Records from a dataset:

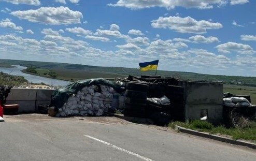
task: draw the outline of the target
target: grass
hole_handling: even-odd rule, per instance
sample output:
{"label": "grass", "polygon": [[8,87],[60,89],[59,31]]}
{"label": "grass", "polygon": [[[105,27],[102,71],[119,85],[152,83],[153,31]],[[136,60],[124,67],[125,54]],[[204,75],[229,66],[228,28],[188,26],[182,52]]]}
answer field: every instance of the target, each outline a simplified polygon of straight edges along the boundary
{"label": "grass", "polygon": [[27,83],[27,80],[23,77],[10,75],[0,72],[0,85],[19,86]]}
{"label": "grass", "polygon": [[256,142],[256,122],[249,122],[246,127],[227,128],[223,125],[214,126],[211,123],[201,120],[186,121],[186,122],[173,122],[168,127],[174,128],[174,125],[198,131],[211,134],[227,135],[235,140],[246,140]]}

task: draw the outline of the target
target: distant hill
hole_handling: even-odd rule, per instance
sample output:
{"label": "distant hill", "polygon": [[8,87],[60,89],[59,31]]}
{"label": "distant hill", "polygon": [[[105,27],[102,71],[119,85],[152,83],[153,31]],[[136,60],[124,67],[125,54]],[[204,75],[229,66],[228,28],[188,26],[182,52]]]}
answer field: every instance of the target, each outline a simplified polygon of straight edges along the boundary
{"label": "distant hill", "polygon": [[[50,70],[60,71],[80,71],[88,73],[96,72],[97,74],[108,74],[109,76],[117,76],[123,77],[128,75],[134,76],[141,75],[154,75],[155,71],[140,72],[138,69],[115,67],[98,67],[81,64],[68,63],[42,62],[35,61],[18,61],[10,60],[1,60],[0,63],[5,63],[9,65],[17,65],[25,67],[34,66]],[[256,77],[228,76],[222,75],[211,75],[200,74],[194,72],[158,70],[157,75],[162,77],[174,77],[180,80],[203,81],[221,81],[226,84],[238,84],[256,86]]]}

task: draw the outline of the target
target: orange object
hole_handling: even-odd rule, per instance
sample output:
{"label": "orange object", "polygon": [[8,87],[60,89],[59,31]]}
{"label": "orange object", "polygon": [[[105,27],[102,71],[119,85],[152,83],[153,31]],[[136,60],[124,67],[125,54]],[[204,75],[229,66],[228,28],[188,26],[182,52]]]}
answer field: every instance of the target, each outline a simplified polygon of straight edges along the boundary
{"label": "orange object", "polygon": [[18,114],[19,111],[19,105],[10,104],[4,105],[4,114],[6,115]]}
{"label": "orange object", "polygon": [[1,106],[1,102],[0,102],[0,116],[4,118],[4,109]]}

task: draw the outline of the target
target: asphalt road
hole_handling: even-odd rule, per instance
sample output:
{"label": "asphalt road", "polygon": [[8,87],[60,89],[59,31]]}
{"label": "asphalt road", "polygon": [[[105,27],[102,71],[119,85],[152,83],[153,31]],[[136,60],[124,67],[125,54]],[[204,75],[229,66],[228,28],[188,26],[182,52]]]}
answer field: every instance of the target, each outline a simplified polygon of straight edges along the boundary
{"label": "asphalt road", "polygon": [[8,116],[0,160],[253,160],[256,151],[113,117]]}

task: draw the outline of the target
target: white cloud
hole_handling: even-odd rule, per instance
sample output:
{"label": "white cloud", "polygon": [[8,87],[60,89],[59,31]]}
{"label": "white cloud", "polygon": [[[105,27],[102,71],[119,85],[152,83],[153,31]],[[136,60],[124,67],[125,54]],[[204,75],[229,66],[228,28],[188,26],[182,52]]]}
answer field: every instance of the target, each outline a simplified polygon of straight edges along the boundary
{"label": "white cloud", "polygon": [[252,47],[248,45],[228,42],[219,45],[216,47],[218,51],[224,53],[230,53],[231,52],[237,52],[240,54],[251,54],[255,53]]}
{"label": "white cloud", "polygon": [[66,1],[65,1],[65,0],[55,0],[55,2],[63,3],[64,4],[66,4]]}
{"label": "white cloud", "polygon": [[151,21],[154,28],[173,30],[181,33],[205,34],[207,30],[219,29],[222,27],[219,23],[213,23],[205,20],[197,21],[190,17],[162,17]]}
{"label": "white cloud", "polygon": [[191,41],[190,41],[190,40],[182,38],[175,38],[173,39],[173,41],[191,42]]}
{"label": "white cloud", "polygon": [[64,31],[62,29],[60,29],[59,30],[59,33],[64,33]]}
{"label": "white cloud", "polygon": [[128,34],[135,35],[144,35],[140,31],[136,30],[134,30],[134,29],[129,30]]}
{"label": "white cloud", "polygon": [[85,37],[85,38],[92,40],[98,40],[103,42],[108,42],[110,40],[108,38],[100,37],[100,36],[94,36],[91,35],[87,35]]}
{"label": "white cloud", "polygon": [[44,28],[41,33],[45,35],[59,35],[58,31],[52,30],[51,28]]}
{"label": "white cloud", "polygon": [[40,1],[38,0],[0,0],[2,1],[5,1],[7,2],[11,3],[13,4],[18,5],[26,4],[29,5],[39,6],[41,4]]}
{"label": "white cloud", "polygon": [[33,31],[32,31],[31,30],[27,30],[26,31],[26,33],[27,34],[34,34],[34,32],[33,32]]}
{"label": "white cloud", "polygon": [[140,49],[139,47],[135,45],[134,44],[132,44],[130,43],[128,43],[124,45],[117,45],[116,47],[118,47],[118,48],[120,48],[124,50],[138,50]]}
{"label": "white cloud", "polygon": [[10,11],[11,11],[11,10],[7,7],[5,7],[4,9],[1,10],[1,12],[4,13],[7,13]]}
{"label": "white cloud", "polygon": [[148,46],[149,45],[150,41],[147,37],[138,37],[133,39],[128,39],[126,40],[126,42],[137,46]]}
{"label": "white cloud", "polygon": [[236,23],[236,22],[235,21],[233,21],[232,22],[232,24],[234,26],[238,26],[238,27],[244,27],[244,26],[243,25],[239,25],[238,24],[237,24],[237,23]]}
{"label": "white cloud", "polygon": [[109,28],[110,30],[113,30],[113,31],[118,31],[119,30],[120,27],[119,26],[116,24],[112,24],[110,25],[110,28]]}
{"label": "white cloud", "polygon": [[6,19],[2,20],[0,21],[0,27],[8,27],[16,30],[23,30],[23,28],[21,26],[18,26],[16,24],[11,22],[11,20],[9,19]]}
{"label": "white cloud", "polygon": [[219,39],[216,37],[209,36],[208,37],[205,37],[202,35],[195,35],[194,36],[191,36],[189,37],[189,39],[195,42],[201,42],[206,43],[209,43],[219,41]]}
{"label": "white cloud", "polygon": [[68,7],[41,7],[39,9],[12,11],[11,14],[20,19],[27,20],[33,22],[61,25],[80,23],[83,18],[82,13],[74,11]]}
{"label": "white cloud", "polygon": [[122,38],[129,38],[127,35],[122,35],[118,31],[104,30],[97,29],[94,33],[97,36],[112,36]]}
{"label": "white cloud", "polygon": [[80,0],[69,0],[72,3],[77,4],[79,2]]}
{"label": "white cloud", "polygon": [[80,34],[83,35],[92,34],[90,30],[86,30],[81,27],[75,27],[74,28],[66,28],[65,30],[74,34]]}
{"label": "white cloud", "polygon": [[243,35],[240,37],[241,37],[241,40],[244,41],[256,41],[256,35]]}
{"label": "white cloud", "polygon": [[248,0],[230,0],[231,5],[244,4],[249,3]]}
{"label": "white cloud", "polygon": [[108,5],[113,7],[124,7],[132,9],[154,7],[164,7],[167,9],[174,9],[176,7],[182,7],[187,8],[209,9],[214,8],[214,5],[222,6],[225,4],[225,2],[226,0],[119,0],[116,4],[109,4]]}
{"label": "white cloud", "polygon": [[40,41],[40,43],[42,46],[46,47],[56,47],[58,46],[57,43],[55,42],[52,42],[50,41],[46,41],[44,40]]}

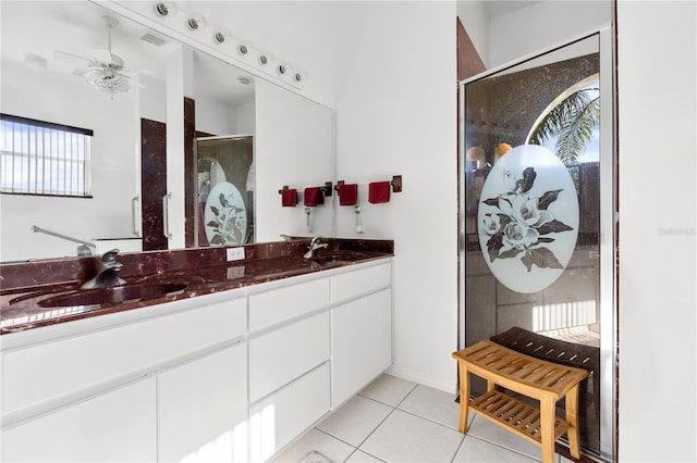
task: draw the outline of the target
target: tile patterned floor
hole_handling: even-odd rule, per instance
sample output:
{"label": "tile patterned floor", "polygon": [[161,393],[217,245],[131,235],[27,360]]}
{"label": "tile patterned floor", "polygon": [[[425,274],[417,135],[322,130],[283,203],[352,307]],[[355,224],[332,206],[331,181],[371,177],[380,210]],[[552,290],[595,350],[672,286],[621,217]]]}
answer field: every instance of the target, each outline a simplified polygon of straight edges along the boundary
{"label": "tile patterned floor", "polygon": [[[539,462],[539,447],[480,416],[457,431],[453,396],[382,375],[273,462]],[[308,456],[309,455],[309,456]],[[557,455],[559,463],[570,463]]]}

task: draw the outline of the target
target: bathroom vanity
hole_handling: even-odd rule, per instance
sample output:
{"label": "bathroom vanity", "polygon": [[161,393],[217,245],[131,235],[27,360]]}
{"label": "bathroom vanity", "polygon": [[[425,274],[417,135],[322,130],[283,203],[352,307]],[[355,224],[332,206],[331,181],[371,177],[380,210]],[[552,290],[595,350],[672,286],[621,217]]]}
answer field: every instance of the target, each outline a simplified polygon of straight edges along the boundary
{"label": "bathroom vanity", "polygon": [[313,260],[255,245],[257,259],[132,275],[189,283],[96,314],[28,321],[30,296],[56,298],[42,288],[22,324],[3,287],[2,460],[272,456],[391,364],[393,248],[329,241]]}

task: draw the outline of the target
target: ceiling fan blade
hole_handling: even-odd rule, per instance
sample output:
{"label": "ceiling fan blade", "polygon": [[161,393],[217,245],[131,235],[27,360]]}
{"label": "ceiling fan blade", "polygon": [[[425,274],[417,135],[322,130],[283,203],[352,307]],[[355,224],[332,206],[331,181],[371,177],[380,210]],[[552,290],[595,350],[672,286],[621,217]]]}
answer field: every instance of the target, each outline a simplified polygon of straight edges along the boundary
{"label": "ceiling fan blade", "polygon": [[127,70],[127,68],[123,68],[123,70],[119,70],[119,72],[121,74],[125,74],[129,77],[133,77],[133,76],[137,76],[137,75],[155,75],[155,73],[152,71],[149,70]]}
{"label": "ceiling fan blade", "polygon": [[94,48],[91,50],[91,55],[95,57],[95,60],[100,63],[111,63],[113,61],[113,57],[111,55],[111,51],[106,48]]}
{"label": "ceiling fan blade", "polygon": [[85,62],[91,63],[89,58],[81,57],[80,54],[69,53],[66,51],[53,50],[53,59],[72,64],[84,65]]}

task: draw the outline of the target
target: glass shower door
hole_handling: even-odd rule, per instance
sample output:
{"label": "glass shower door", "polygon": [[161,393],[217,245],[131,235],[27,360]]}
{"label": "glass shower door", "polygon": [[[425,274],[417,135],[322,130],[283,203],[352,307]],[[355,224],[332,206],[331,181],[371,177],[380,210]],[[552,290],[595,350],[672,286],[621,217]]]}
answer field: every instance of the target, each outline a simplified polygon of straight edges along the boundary
{"label": "glass shower door", "polygon": [[580,442],[608,458],[614,174],[601,36],[461,85],[460,345],[524,337],[586,355]]}

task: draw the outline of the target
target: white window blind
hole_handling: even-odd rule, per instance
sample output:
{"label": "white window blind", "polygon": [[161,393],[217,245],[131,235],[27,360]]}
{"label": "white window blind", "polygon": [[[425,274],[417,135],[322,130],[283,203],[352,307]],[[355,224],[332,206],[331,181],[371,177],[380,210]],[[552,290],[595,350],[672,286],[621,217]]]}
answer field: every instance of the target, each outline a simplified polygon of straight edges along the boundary
{"label": "white window blind", "polygon": [[0,114],[0,191],[91,197],[93,130]]}

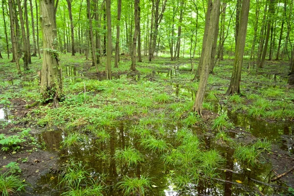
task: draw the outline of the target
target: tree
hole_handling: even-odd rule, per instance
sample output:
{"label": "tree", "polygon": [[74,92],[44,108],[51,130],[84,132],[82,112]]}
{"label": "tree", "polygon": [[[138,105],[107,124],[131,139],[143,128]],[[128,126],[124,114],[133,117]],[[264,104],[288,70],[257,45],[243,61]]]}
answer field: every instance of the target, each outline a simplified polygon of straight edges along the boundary
{"label": "tree", "polygon": [[111,41],[111,13],[110,12],[111,0],[106,1],[106,18],[107,20],[107,47],[106,48],[106,77],[111,80],[111,51],[112,42]]}
{"label": "tree", "polygon": [[122,0],[118,0],[118,19],[117,21],[117,36],[115,43],[115,56],[114,58],[114,67],[119,67],[120,62],[120,26],[121,22],[121,14],[122,13]]}
{"label": "tree", "polygon": [[[16,40],[16,36],[14,31],[14,24],[15,23],[15,17],[16,16],[13,14],[13,5],[12,0],[8,0],[8,6],[9,7],[9,19],[10,20],[10,35],[11,39],[11,44],[12,45],[12,49],[14,53],[14,60],[16,64],[16,68],[18,74],[21,74],[21,66],[20,65],[20,60],[18,57],[18,44]],[[16,17],[17,18],[17,17]]]}
{"label": "tree", "polygon": [[139,16],[138,14],[138,5],[139,0],[134,0],[135,2],[134,12],[135,18],[135,29],[134,30],[134,38],[133,38],[133,47],[132,48],[132,65],[131,70],[135,71],[136,70],[136,47],[137,45],[137,37],[138,36],[138,31],[139,30]]}
{"label": "tree", "polygon": [[73,23],[73,15],[72,14],[72,1],[71,0],[66,0],[69,9],[69,14],[70,15],[70,21],[71,22],[71,33],[72,37],[72,56],[74,56],[74,26]]}
{"label": "tree", "polygon": [[[203,64],[200,68],[199,86],[196,93],[195,102],[193,108],[193,110],[194,112],[196,112],[198,115],[202,115],[202,103],[209,73],[209,64],[210,64],[211,59],[212,46],[215,38],[216,27],[217,23],[219,22],[219,21],[217,20],[218,18],[218,10],[220,10],[220,0],[214,0],[209,22],[205,23],[205,25],[208,25],[207,29],[209,33],[207,35],[204,49],[202,48],[203,53],[201,53],[201,55],[203,55],[203,58],[202,58]],[[206,28],[206,26],[205,26],[205,28]]]}
{"label": "tree", "polygon": [[243,55],[244,54],[245,41],[246,40],[249,5],[250,0],[243,0],[242,1],[240,13],[240,23],[243,24],[240,25],[238,34],[237,45],[235,52],[234,67],[233,68],[233,73],[232,73],[230,86],[226,92],[227,95],[239,94],[240,93],[240,85],[241,80]]}
{"label": "tree", "polygon": [[[62,93],[62,70],[56,49],[56,10],[53,0],[40,0],[43,58],[41,72],[41,93],[44,101],[52,101],[57,107]],[[58,1],[57,1],[58,2]],[[57,5],[57,4],[56,4]]]}

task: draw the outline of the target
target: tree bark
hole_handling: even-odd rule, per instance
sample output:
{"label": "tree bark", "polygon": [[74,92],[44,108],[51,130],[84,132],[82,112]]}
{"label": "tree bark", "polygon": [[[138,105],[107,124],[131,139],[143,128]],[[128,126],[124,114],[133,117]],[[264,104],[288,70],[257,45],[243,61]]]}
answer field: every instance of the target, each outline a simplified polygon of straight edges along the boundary
{"label": "tree bark", "polygon": [[[216,31],[216,27],[217,21],[218,10],[220,10],[220,0],[215,0],[212,6],[211,19],[209,22],[205,24],[209,25],[207,28],[209,34],[207,35],[205,44],[204,45],[203,52],[201,55],[204,55],[203,58],[203,65],[201,66],[200,70],[200,81],[199,83],[199,87],[196,93],[195,102],[193,108],[193,110],[196,112],[198,115],[202,115],[202,103],[207,85],[207,80],[209,75],[209,64],[211,59],[211,52],[212,50],[212,45],[213,44],[214,39]],[[209,6],[208,7],[209,9]],[[208,12],[208,11],[207,11]]]}
{"label": "tree bark", "polygon": [[[208,35],[208,27],[209,26],[209,23],[210,22],[210,18],[211,15],[211,10],[212,9],[212,0],[208,0],[208,5],[207,7],[207,11],[206,12],[206,15],[205,16],[205,26],[204,27],[204,34],[203,35],[203,41],[202,41],[202,50],[201,52],[201,55],[200,56],[200,59],[199,60],[199,64],[198,65],[198,67],[197,67],[197,70],[196,70],[196,74],[195,74],[195,77],[194,77],[194,79],[197,78],[199,78],[200,76],[200,70],[201,69],[201,66],[202,65],[203,59],[204,57],[203,55],[203,53],[204,52],[204,50],[205,49],[205,44],[206,39],[207,38],[207,36]],[[209,56],[211,56],[211,54],[210,54]]]}
{"label": "tree bark", "polygon": [[116,24],[117,36],[115,43],[115,56],[114,58],[114,67],[119,67],[120,62],[120,27],[121,23],[121,14],[122,13],[122,0],[118,0],[118,19]]}
{"label": "tree bark", "polygon": [[41,59],[41,53],[40,52],[40,45],[39,44],[39,18],[38,16],[38,4],[37,3],[37,0],[35,0],[36,3],[36,17],[37,22],[37,46],[38,47],[38,54],[39,54],[39,59]]}
{"label": "tree bark", "polygon": [[29,64],[32,64],[32,60],[30,56],[30,42],[29,41],[29,29],[28,26],[28,16],[27,15],[27,1],[24,0],[24,16],[25,19],[25,27],[26,28],[26,49],[27,50],[27,62]]}
{"label": "tree bark", "polygon": [[106,18],[107,22],[107,47],[106,48],[106,77],[111,80],[111,52],[112,51],[112,42],[111,41],[111,12],[110,6],[111,0],[106,1]]}
{"label": "tree bark", "polygon": [[235,62],[233,73],[231,78],[231,82],[227,95],[239,94],[240,93],[240,82],[241,80],[241,72],[245,48],[247,25],[248,23],[248,15],[250,6],[250,0],[243,0],[241,11],[240,31],[237,40],[237,47],[235,52]]}
{"label": "tree bark", "polygon": [[21,22],[21,27],[22,28],[22,35],[23,36],[23,41],[24,42],[24,46],[23,50],[24,50],[24,70],[29,70],[28,68],[28,53],[27,51],[27,45],[26,43],[26,37],[25,36],[25,30],[24,29],[24,21],[23,18],[23,10],[21,6],[20,0],[17,0],[17,5],[18,7],[19,12],[20,14],[20,21]]}
{"label": "tree bark", "polygon": [[94,40],[93,36],[93,28],[92,27],[92,17],[91,16],[91,9],[90,9],[90,0],[87,0],[87,10],[88,12],[88,19],[89,20],[89,23],[90,24],[90,42],[91,43],[91,47],[92,48],[92,63],[95,66],[96,69],[96,72],[97,73],[99,73],[98,70],[98,65],[97,65],[97,61],[96,60],[96,55],[95,54],[95,47],[94,44]]}
{"label": "tree bark", "polygon": [[269,6],[269,15],[268,17],[268,26],[267,29],[267,37],[266,37],[266,41],[265,42],[264,48],[263,50],[262,56],[260,64],[258,65],[258,68],[262,68],[266,60],[266,56],[267,55],[267,51],[268,50],[268,45],[269,44],[269,40],[270,39],[270,24],[271,24],[271,19],[272,13],[273,12],[273,3],[274,0],[270,0],[270,5]]}
{"label": "tree bark", "polygon": [[62,93],[62,71],[56,49],[54,0],[40,0],[41,28],[43,35],[43,59],[41,73],[41,93],[44,101],[51,101],[55,107]]}
{"label": "tree bark", "polygon": [[70,15],[70,22],[71,22],[71,33],[72,36],[72,56],[74,56],[74,24],[73,23],[73,15],[72,14],[72,1],[71,0],[66,0],[69,9]]}
{"label": "tree bark", "polygon": [[[32,23],[32,30],[33,32],[33,44],[34,44],[34,52],[32,55],[33,57],[37,56],[37,47],[36,45],[36,34],[35,33],[35,22],[34,20],[34,12],[33,11],[33,4],[32,3],[32,0],[29,0],[29,6],[30,8],[30,14],[31,18],[31,23]],[[38,12],[38,11],[37,11]]]}
{"label": "tree bark", "polygon": [[136,47],[137,45],[137,38],[138,36],[138,31],[139,29],[139,17],[138,14],[138,9],[139,7],[139,0],[134,0],[134,15],[135,19],[135,28],[134,29],[134,38],[133,38],[133,46],[132,48],[132,65],[131,70],[135,71],[136,70]]}
{"label": "tree bark", "polygon": [[139,0],[138,5],[138,62],[142,62],[141,56],[141,7],[140,6],[140,0]]}
{"label": "tree bark", "polygon": [[4,12],[4,0],[2,0],[2,14],[3,15],[3,21],[4,22],[4,30],[5,32],[5,39],[6,44],[6,50],[7,51],[7,59],[9,59],[9,45],[8,44],[8,38],[7,36],[7,31],[6,27],[6,21],[5,20],[5,15]]}

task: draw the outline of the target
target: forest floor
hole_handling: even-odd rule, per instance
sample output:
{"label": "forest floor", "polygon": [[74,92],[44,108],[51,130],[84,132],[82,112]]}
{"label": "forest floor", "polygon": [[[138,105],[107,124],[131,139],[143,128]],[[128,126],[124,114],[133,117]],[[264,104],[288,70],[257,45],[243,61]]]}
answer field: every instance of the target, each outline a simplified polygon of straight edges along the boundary
{"label": "forest floor", "polygon": [[[242,95],[228,96],[234,61],[221,61],[199,117],[191,112],[198,83],[189,59],[144,59],[130,72],[130,60],[122,56],[109,81],[103,65],[97,74],[84,56],[60,58],[65,99],[58,108],[25,107],[41,99],[41,60],[32,58],[21,75],[0,60],[0,173],[24,180],[18,194],[80,195],[69,193],[95,181],[103,195],[120,196],[125,176],[148,176],[150,183],[141,184],[147,195],[294,194],[293,171],[270,180],[294,165],[287,62],[268,61],[248,72],[245,60]],[[63,181],[71,168],[87,174],[77,188]]]}

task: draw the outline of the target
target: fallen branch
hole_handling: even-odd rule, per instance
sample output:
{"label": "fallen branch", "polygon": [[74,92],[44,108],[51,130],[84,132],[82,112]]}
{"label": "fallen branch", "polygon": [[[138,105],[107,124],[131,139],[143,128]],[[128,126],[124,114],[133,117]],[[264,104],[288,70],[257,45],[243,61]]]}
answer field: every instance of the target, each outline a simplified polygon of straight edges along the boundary
{"label": "fallen branch", "polygon": [[281,188],[282,189],[287,189],[287,190],[288,190],[288,187],[283,187],[282,186],[276,185],[275,184],[269,184],[269,183],[267,183],[266,182],[262,182],[261,181],[256,180],[255,179],[250,178],[250,177],[248,177],[248,179],[249,179],[252,181],[254,181],[254,182],[257,182],[260,184],[262,184],[265,185],[270,186],[271,187],[277,187],[277,188]]}
{"label": "fallen branch", "polygon": [[290,170],[289,170],[287,172],[286,172],[282,174],[280,174],[280,175],[278,175],[277,176],[276,176],[275,177],[274,177],[273,178],[271,179],[270,180],[270,181],[272,181],[272,182],[273,182],[273,181],[275,181],[276,180],[277,180],[281,178],[282,177],[283,177],[283,176],[287,175],[288,173],[291,172],[293,170],[294,170],[294,166],[292,167],[291,168],[290,168]]}

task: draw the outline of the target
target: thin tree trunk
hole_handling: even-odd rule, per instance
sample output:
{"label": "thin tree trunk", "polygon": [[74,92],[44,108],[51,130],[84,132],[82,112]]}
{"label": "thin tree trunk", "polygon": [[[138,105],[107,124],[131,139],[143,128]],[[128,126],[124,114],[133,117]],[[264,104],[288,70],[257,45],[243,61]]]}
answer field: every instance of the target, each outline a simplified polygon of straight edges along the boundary
{"label": "thin tree trunk", "polygon": [[106,49],[106,77],[111,80],[111,52],[112,51],[112,42],[111,41],[111,12],[110,5],[111,0],[106,0],[106,18],[107,22],[107,47]]}
{"label": "thin tree trunk", "polygon": [[237,47],[235,52],[235,62],[233,73],[231,78],[230,86],[227,91],[227,95],[234,95],[240,93],[240,82],[243,61],[243,55],[245,48],[248,15],[250,6],[250,0],[243,0],[241,11],[240,31],[237,40]]}
{"label": "thin tree trunk", "polygon": [[9,59],[9,45],[8,44],[8,38],[7,36],[7,31],[6,27],[6,21],[5,20],[5,15],[4,12],[4,0],[2,0],[2,14],[3,14],[3,21],[4,22],[4,31],[5,32],[5,39],[6,44],[6,50],[7,51],[7,59]]}
{"label": "thin tree trunk", "polygon": [[[208,32],[209,32],[209,33],[206,37],[204,52],[201,54],[201,55],[204,55],[202,63],[203,65],[200,68],[199,86],[196,93],[195,102],[194,102],[193,108],[193,110],[194,112],[196,112],[198,115],[202,115],[202,103],[207,85],[207,80],[208,79],[209,64],[210,63],[211,58],[211,52],[215,37],[216,27],[217,23],[219,22],[219,21],[217,21],[217,20],[218,17],[217,13],[218,10],[220,10],[220,0],[215,0],[212,6],[211,19],[209,20],[209,22],[207,24],[205,23],[206,25],[208,25],[209,26],[207,29],[208,29]],[[208,10],[209,9],[209,4],[208,6]],[[208,12],[208,11],[207,12]]]}
{"label": "thin tree trunk", "polygon": [[41,53],[40,52],[40,45],[39,44],[39,18],[38,16],[38,4],[37,3],[37,0],[35,0],[36,4],[36,17],[37,22],[37,46],[38,47],[38,54],[39,54],[39,59],[41,59]]}
{"label": "thin tree trunk", "polygon": [[96,55],[95,54],[95,47],[94,44],[94,36],[93,36],[93,30],[92,27],[92,17],[91,16],[91,9],[90,9],[90,0],[87,0],[87,10],[88,12],[88,19],[89,19],[89,22],[90,24],[90,30],[89,30],[89,35],[90,35],[90,42],[91,43],[91,47],[92,48],[92,63],[95,66],[95,68],[96,69],[96,72],[97,73],[99,73],[99,70],[98,70],[98,66],[97,65],[97,61],[96,60]]}
{"label": "thin tree trunk", "polygon": [[29,29],[28,26],[28,16],[27,15],[27,1],[24,0],[24,16],[25,19],[25,27],[26,28],[26,49],[27,50],[27,62],[29,64],[32,64],[32,60],[30,56],[30,42],[29,41]]}
{"label": "thin tree trunk", "polygon": [[72,14],[72,2],[71,0],[66,0],[68,3],[69,9],[69,15],[70,15],[70,22],[71,22],[71,32],[72,36],[72,56],[74,56],[74,24],[73,23],[73,15]]}
{"label": "thin tree trunk", "polygon": [[131,66],[131,70],[135,71],[136,70],[136,47],[137,45],[137,38],[138,36],[138,26],[139,23],[139,16],[138,16],[138,7],[139,0],[134,0],[134,19],[135,19],[135,28],[134,30],[134,38],[133,38],[133,47],[132,49],[132,65]]}
{"label": "thin tree trunk", "polygon": [[141,7],[140,6],[140,0],[138,1],[138,62],[142,62],[142,57],[141,57]]}
{"label": "thin tree trunk", "polygon": [[17,72],[19,74],[21,74],[22,73],[22,71],[21,70],[21,66],[20,65],[20,60],[19,59],[18,52],[18,43],[16,41],[16,38],[14,32],[14,24],[15,23],[14,19],[15,17],[17,17],[17,16],[13,14],[13,5],[12,4],[12,0],[8,0],[8,6],[9,7],[9,19],[10,20],[10,34],[11,39],[11,44],[12,44],[13,46],[12,49],[14,50],[14,58],[15,60],[15,62],[16,63],[16,68],[17,68]]}
{"label": "thin tree trunk", "polygon": [[120,62],[120,27],[121,23],[121,14],[122,13],[122,0],[118,0],[118,19],[116,24],[117,36],[115,43],[115,56],[114,58],[114,67],[119,67]]}
{"label": "thin tree trunk", "polygon": [[35,22],[34,21],[34,12],[33,11],[33,4],[32,3],[32,0],[29,0],[29,5],[30,8],[30,13],[31,17],[31,22],[32,22],[32,29],[33,32],[33,43],[34,46],[34,52],[32,55],[33,57],[37,56],[37,47],[36,45],[36,34],[35,33]]}

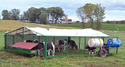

§ Stated task: Find every line in the records above that contains the word "grass", matching case exactly, and copy each one out.

§ Correct result:
target: grass
{"label": "grass", "polygon": [[8,87],[60,89],[59,31]]}
{"label": "grass", "polygon": [[[105,27],[102,71],[119,85],[152,83],[153,31]],[[136,60],[124,67],[125,54]],[[204,75],[229,66],[228,28],[188,26],[182,52]]]}
{"label": "grass", "polygon": [[27,83],[27,80],[23,77],[10,75],[0,72],[0,85],[19,86]]}
{"label": "grass", "polygon": [[256,142],[256,122],[249,122],[246,127],[227,128],[223,125],[214,126],[211,123],[201,120],[186,121],[186,122],[173,122],[168,127],[174,128],[174,125],[198,131],[211,134],[227,135],[235,140],[246,140]]}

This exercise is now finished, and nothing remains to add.